• About this exercise
Print out all the records, word for word.
BEGIN Provided records
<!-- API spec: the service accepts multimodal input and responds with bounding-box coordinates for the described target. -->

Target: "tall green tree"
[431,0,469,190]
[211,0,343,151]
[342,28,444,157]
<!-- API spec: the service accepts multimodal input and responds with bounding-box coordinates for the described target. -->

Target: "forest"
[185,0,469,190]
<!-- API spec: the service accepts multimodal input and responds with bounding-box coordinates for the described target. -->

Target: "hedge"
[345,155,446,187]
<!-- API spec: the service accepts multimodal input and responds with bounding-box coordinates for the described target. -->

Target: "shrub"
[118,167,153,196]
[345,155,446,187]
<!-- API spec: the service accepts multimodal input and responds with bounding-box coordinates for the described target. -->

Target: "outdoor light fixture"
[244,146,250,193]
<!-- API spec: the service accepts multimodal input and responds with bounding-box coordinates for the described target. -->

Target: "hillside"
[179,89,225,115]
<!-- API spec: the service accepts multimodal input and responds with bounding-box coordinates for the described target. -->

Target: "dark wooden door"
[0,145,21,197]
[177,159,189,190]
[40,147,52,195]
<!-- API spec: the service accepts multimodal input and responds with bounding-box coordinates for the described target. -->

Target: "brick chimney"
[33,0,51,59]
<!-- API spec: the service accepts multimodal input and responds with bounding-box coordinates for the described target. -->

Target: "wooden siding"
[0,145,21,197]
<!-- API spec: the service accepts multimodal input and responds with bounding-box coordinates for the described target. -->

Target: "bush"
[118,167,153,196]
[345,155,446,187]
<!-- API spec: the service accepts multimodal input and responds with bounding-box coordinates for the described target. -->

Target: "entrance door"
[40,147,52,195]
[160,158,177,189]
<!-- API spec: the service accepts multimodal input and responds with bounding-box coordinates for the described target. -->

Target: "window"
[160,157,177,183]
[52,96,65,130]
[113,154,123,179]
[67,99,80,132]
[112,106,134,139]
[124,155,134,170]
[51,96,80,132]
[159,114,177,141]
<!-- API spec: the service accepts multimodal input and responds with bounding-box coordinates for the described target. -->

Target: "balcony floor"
END Provided records
• Expected output
<!-- API spec: the service accepts multimodal input and responds with bounding-box coordinates for the described target. -->

Target: "tall green tree"
[431,0,469,190]
[211,0,343,151]
[342,28,444,157]
<!-- API spec: the service accepts multimodal input and responds with bounding-box coordinates for the described target. -->

Target: "forest"
[185,0,469,190]
<!-- API spec: the service accepts multimodal input and responds with bounding-box coordinates for the described target. -->

Target: "hedge"
[345,155,446,187]
<!-- API spec: the service accepts multimodal input and responds with bounding-box coordinates for the described target. -->

Target: "shrub"
[118,167,153,196]
[345,155,446,187]
<!-- API spec: the service accepts multimodal input and responds with bounding-box coordinates for the described target. -->

Target: "outdoor light fixture"
[244,146,250,193]
<!-- API spec: the service accepts multimodal input and responds with bounding-box coordinates for the described target. -->

Target: "hillside"
[179,89,225,115]
<!-- API spec: the service accepts multimodal input and responds with bounding-box coordinates for the described target. -->

Target: "dark wooden door"
[0,145,21,197]
[177,159,189,190]
[40,147,52,195]
<!-- API spec: the service accepts multimodal input and responds with bounding-box coordinates for the described target. -->

Target: "brick chimney"
[33,0,51,59]
<!-- API spec: the service accepts multimodal input and responds with bounding-box coordinates for the described target. -->

Target: "wooden siding"
[0,145,21,197]
<!-- API spec: the service accepts multimodal input and responds with bounding-box coordinates for the described target. -->

Target: "bush"
[118,167,153,196]
[345,155,446,187]
<!-- API spec: the service accepts multimodal input and responds with bounding-box coordinates for the described target. -->

Target: "entrance door"
[40,147,52,195]
[160,158,177,189]
<!-- API spec: the service accepts multimodal input and responds with bounding-box coordinates for the described target. -->

Target: "window"
[160,157,177,183]
[52,96,65,130]
[113,154,123,179]
[67,99,80,132]
[112,106,134,139]
[124,155,134,170]
[51,96,80,132]
[159,114,177,141]
<!-- API spec: the service accepts multimodal input and responds with bounding-box coordinates for the described target. -->

Target: "balcony floor"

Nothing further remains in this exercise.